--- Start Dataset records ---

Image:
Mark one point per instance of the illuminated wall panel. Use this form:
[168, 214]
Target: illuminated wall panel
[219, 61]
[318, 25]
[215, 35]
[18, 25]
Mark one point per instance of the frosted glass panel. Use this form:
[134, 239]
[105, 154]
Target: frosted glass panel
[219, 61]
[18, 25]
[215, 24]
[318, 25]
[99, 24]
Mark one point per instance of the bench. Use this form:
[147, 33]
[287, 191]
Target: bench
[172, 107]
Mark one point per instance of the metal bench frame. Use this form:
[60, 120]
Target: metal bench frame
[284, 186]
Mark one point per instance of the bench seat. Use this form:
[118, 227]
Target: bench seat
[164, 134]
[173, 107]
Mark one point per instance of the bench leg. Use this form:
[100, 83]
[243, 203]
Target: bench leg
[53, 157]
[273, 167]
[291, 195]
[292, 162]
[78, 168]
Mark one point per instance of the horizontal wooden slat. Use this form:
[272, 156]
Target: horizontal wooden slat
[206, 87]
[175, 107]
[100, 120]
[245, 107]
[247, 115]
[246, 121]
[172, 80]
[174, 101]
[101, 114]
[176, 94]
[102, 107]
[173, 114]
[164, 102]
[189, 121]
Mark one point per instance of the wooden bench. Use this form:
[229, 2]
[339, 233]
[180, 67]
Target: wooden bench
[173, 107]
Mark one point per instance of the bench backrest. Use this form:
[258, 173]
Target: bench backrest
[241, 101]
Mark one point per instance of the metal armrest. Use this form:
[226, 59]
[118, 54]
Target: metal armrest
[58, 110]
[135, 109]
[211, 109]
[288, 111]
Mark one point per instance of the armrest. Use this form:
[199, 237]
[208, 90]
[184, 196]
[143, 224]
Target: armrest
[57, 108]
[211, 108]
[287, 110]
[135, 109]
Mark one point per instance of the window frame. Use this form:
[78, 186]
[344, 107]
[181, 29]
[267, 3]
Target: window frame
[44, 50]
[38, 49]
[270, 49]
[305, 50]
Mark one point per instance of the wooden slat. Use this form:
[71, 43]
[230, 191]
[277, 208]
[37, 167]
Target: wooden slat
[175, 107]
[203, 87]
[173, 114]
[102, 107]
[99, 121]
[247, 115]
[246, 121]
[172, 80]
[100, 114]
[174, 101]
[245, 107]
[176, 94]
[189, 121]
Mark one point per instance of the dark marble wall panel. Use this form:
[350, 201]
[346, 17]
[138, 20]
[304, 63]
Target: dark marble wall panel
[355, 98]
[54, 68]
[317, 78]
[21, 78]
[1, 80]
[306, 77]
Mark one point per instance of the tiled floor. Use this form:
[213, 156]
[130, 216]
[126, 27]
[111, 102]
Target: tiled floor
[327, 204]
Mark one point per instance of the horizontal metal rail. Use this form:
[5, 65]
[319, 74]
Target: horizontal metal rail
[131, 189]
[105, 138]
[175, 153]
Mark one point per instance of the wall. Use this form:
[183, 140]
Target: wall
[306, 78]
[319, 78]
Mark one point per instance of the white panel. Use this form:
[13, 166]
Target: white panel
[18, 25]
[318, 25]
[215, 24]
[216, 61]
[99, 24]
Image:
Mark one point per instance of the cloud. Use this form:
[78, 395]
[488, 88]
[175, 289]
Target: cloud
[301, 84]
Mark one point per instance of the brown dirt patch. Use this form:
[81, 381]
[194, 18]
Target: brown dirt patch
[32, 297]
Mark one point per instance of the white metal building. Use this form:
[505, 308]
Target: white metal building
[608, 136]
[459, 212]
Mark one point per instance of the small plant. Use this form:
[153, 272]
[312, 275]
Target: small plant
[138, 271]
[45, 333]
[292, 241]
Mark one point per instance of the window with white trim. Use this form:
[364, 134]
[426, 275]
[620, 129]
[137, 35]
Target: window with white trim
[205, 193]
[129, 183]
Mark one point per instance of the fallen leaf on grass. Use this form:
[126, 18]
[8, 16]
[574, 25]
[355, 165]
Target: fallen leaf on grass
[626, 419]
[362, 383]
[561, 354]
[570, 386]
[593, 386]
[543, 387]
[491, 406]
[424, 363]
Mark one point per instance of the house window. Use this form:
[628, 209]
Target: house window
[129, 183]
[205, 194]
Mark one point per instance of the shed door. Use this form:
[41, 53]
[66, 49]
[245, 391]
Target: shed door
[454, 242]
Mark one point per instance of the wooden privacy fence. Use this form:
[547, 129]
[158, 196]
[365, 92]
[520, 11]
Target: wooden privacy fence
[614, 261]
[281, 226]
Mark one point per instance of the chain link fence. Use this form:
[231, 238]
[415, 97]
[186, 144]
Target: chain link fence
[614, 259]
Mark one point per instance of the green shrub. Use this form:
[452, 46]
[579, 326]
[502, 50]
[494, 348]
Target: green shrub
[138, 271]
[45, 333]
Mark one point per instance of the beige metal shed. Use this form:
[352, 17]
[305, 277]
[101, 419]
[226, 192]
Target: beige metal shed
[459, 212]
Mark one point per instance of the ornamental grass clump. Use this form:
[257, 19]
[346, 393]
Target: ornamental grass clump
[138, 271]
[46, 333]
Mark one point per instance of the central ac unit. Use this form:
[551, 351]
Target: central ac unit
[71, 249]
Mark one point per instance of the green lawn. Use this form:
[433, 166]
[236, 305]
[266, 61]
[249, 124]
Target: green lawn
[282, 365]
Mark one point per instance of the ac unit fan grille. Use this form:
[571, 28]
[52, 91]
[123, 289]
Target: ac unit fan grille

--- End Dataset records ---

Copy out the items above word for word, every line, from the first to the last.

Image:
Mark one point per instance of the illuminated wall panel. Use this form:
[168, 214]
Target: illuminated wall panel
[219, 61]
[318, 25]
[215, 35]
[18, 25]
Mark one point per instance of the frosted glass panel. Use this form:
[134, 239]
[105, 154]
Target: frosted glass panel
[219, 61]
[18, 25]
[215, 24]
[318, 25]
[99, 24]
Mark one point per instance of the bench. Use this form:
[147, 33]
[287, 191]
Target: bench
[172, 107]
Mark one point per instance of the metal bench frame. Use this form:
[60, 120]
Target: metal bench frame
[284, 186]
Mark one point per instance of the bench seat. Use this form:
[118, 227]
Target: bench seat
[164, 134]
[173, 107]
Mark one point per instance of the bench leg. Use this form:
[100, 83]
[243, 203]
Target: bench leg
[53, 157]
[273, 167]
[291, 195]
[292, 162]
[78, 168]
Mark one point per instance of the horizontal wooden slat. Use this form:
[272, 156]
Target: horizontal wooden slat
[206, 87]
[175, 107]
[100, 120]
[245, 107]
[247, 115]
[246, 121]
[172, 80]
[174, 101]
[101, 114]
[176, 94]
[102, 107]
[173, 114]
[164, 102]
[189, 121]
Mark one point per instance of the wooden bench. Use this form:
[229, 2]
[339, 233]
[180, 67]
Target: wooden bench
[173, 107]
Mark one point per instance of the bench backrest. Use this form:
[258, 173]
Target: bench backrest
[241, 101]
Mark one point per instance of the metal armrest. Use this form:
[226, 59]
[118, 54]
Target: metal armrest
[58, 110]
[135, 109]
[211, 109]
[288, 111]
Mark one point per instance of the armrest. Use this form:
[199, 237]
[208, 90]
[184, 196]
[143, 224]
Target: armrest
[57, 108]
[211, 108]
[287, 110]
[135, 109]
Mark one point per instance of the window frame. Use this form:
[78, 186]
[344, 107]
[181, 29]
[267, 3]
Target: window frame
[44, 50]
[38, 49]
[270, 49]
[305, 50]
Mark one point per instance of the wooden slat. Use this form:
[71, 43]
[230, 191]
[277, 208]
[37, 167]
Target: wooden slat
[175, 107]
[203, 87]
[173, 114]
[102, 107]
[99, 121]
[247, 115]
[246, 121]
[172, 80]
[100, 114]
[174, 101]
[245, 107]
[176, 94]
[189, 121]
Mark one point per instance of the dark marble wall panel. Use this form:
[350, 201]
[346, 17]
[138, 20]
[304, 63]
Target: dark marble wall panel
[355, 98]
[54, 68]
[317, 78]
[21, 78]
[1, 80]
[306, 77]
Mark one point per instance of the tiled floor. Use this form:
[213, 156]
[130, 216]
[126, 27]
[111, 102]
Target: tiled floor
[327, 204]
Mark one point per instance of the horizontal metal rail. Use this form:
[5, 65]
[319, 74]
Target: horizontal metal rail
[131, 189]
[105, 138]
[175, 153]
Mark one point per instance of the wall. Use this form:
[183, 140]
Target: wall
[306, 78]
[319, 78]
Mark one point per instance of the white panel. Use this form:
[13, 166]
Target: white panel
[18, 25]
[318, 25]
[215, 24]
[216, 61]
[99, 24]
Image:
Mark one point per instance of the cloud. Use this form:
[78, 395]
[488, 88]
[175, 289]
Target: cloud
[301, 84]
Mark one point per instance of the brown dirt patch. Use this form:
[81, 381]
[194, 18]
Target: brown dirt patch
[32, 297]
Mark one point per instance of the white metal building. Use this form:
[505, 308]
Target: white metal building
[608, 136]
[459, 212]
Mark one point per instance of the small plant. Use this form:
[153, 272]
[312, 275]
Target: small plant
[138, 271]
[45, 333]
[292, 241]
Mark one point per instance of the window with white trim. Use this form:
[364, 134]
[426, 275]
[620, 129]
[137, 35]
Target: window with white trim
[205, 193]
[129, 183]
Mark one point per instance of the fallen leaf on grass. Use this form:
[126, 18]
[8, 16]
[574, 25]
[355, 165]
Target: fallen leaf on grass
[626, 419]
[362, 383]
[561, 354]
[570, 386]
[593, 386]
[543, 387]
[491, 406]
[424, 363]
Mark one point per instance of the house window. Use this form:
[628, 209]
Target: house window
[129, 183]
[205, 194]
Mark one point per instance of the shed door. Use this form:
[41, 53]
[66, 49]
[245, 391]
Target: shed door
[454, 242]
Mark one point per instance of the wooden privacy fence. Use this form:
[547, 129]
[158, 196]
[365, 92]
[520, 11]
Target: wooden privacy fence
[614, 261]
[281, 226]
Mark one point per instance of the chain link fence. Use this form:
[231, 238]
[415, 97]
[186, 144]
Target: chain link fence
[614, 259]
Mark one point per instance of the green shrub. Use this form:
[452, 46]
[579, 326]
[502, 50]
[494, 348]
Target: green shrub
[138, 271]
[45, 333]
Mark one point per instance of the beige metal shed. Use this form:
[352, 17]
[305, 277]
[101, 419]
[226, 192]
Target: beige metal shed
[459, 212]
Mark one point per instance of the ornamental grass clump. Use this form:
[257, 19]
[346, 393]
Target: ornamental grass clump
[138, 271]
[46, 333]
Mark one point per instance of the central ac unit. Use this form:
[551, 351]
Target: central ac unit
[71, 249]
Mark one point per instance of the green lawn. Use this form:
[433, 166]
[236, 305]
[266, 61]
[249, 124]
Target: green lawn
[282, 365]
Mark one point per instance of the ac unit fan grille. Use this form:
[571, 28]
[52, 91]
[123, 289]
Target: ac unit fan grille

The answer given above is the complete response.